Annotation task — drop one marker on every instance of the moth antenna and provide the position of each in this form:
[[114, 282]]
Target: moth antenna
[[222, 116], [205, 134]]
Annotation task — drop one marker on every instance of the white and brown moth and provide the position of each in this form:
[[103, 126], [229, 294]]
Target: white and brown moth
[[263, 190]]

########

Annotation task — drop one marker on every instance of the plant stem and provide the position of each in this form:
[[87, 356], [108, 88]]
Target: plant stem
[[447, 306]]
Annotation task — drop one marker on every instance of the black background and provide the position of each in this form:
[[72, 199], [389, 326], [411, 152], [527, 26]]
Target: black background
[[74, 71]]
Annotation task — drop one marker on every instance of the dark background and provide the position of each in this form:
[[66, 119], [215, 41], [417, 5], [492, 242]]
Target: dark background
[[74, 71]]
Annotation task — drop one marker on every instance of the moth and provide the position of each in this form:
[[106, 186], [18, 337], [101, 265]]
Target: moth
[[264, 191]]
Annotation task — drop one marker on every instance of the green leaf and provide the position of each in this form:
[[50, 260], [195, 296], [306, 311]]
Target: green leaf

########

Instruction
Copy out, character for character, the lines of the records above that run from the line containing "the moth and" through the line containing "Target: green leaf", including both of those lines.

Written reply
Annotation task — drop one marker on every instance of the moth and provide the position of each in this form:
[[106, 186], [18, 337], [101, 265]]
Target: moth
[[264, 191]]
Annotation task — drop one marker on every instance of the green leaf and provide the position of each in this form:
[[50, 260], [195, 296], [306, 311]]
Target: green leaf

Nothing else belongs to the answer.